# Extracted material start

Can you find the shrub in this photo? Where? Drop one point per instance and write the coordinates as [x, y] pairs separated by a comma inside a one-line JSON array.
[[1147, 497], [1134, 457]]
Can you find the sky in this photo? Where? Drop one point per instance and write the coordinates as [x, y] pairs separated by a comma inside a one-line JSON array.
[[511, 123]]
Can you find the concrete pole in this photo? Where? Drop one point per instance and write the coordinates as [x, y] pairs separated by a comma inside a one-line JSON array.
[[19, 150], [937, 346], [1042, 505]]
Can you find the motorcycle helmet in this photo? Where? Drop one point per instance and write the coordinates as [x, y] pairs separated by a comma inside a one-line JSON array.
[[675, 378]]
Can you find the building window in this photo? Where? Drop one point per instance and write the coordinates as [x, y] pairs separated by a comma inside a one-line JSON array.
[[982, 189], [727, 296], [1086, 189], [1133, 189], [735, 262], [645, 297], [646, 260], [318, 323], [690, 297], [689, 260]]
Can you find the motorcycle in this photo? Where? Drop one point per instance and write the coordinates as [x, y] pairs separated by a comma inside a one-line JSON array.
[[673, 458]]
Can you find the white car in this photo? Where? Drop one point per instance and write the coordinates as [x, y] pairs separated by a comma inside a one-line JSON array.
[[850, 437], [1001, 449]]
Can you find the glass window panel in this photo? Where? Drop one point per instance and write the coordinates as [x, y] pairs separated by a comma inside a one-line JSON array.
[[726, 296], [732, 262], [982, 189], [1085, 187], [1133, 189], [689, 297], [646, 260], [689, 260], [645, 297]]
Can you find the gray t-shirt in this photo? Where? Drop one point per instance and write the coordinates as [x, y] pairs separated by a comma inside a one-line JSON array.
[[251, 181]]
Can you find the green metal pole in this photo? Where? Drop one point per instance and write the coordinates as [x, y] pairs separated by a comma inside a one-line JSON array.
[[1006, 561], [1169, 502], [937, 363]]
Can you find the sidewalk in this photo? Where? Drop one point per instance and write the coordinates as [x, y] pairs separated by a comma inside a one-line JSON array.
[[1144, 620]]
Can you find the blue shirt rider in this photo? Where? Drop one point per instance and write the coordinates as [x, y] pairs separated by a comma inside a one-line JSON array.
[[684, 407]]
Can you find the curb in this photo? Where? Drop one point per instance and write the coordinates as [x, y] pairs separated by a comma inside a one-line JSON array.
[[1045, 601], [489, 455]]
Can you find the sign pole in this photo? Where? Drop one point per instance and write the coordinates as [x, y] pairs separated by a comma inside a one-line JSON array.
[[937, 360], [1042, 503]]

# Extracted material end

- Set task
Could you update the records from the line with "Can you find the gray" to the line with "[[1006, 561], [1169, 502], [937, 363]]" by replacing "one-line" with "single-line" and leaving everything else unchanged?

- Written response
Can you find the gray t-shirt in this photo? Where? Drop one point per instance and write the coordinates as [x, y] pairs separated by a comma inside a single-line JSON array.
[[251, 181]]
Can you find the green metal pole in this photo? Where? Drop one point per instance and write the coordinates as [x, y] pairs separated by a comma inside a single-line JSON array.
[[1006, 561], [1169, 502], [937, 363]]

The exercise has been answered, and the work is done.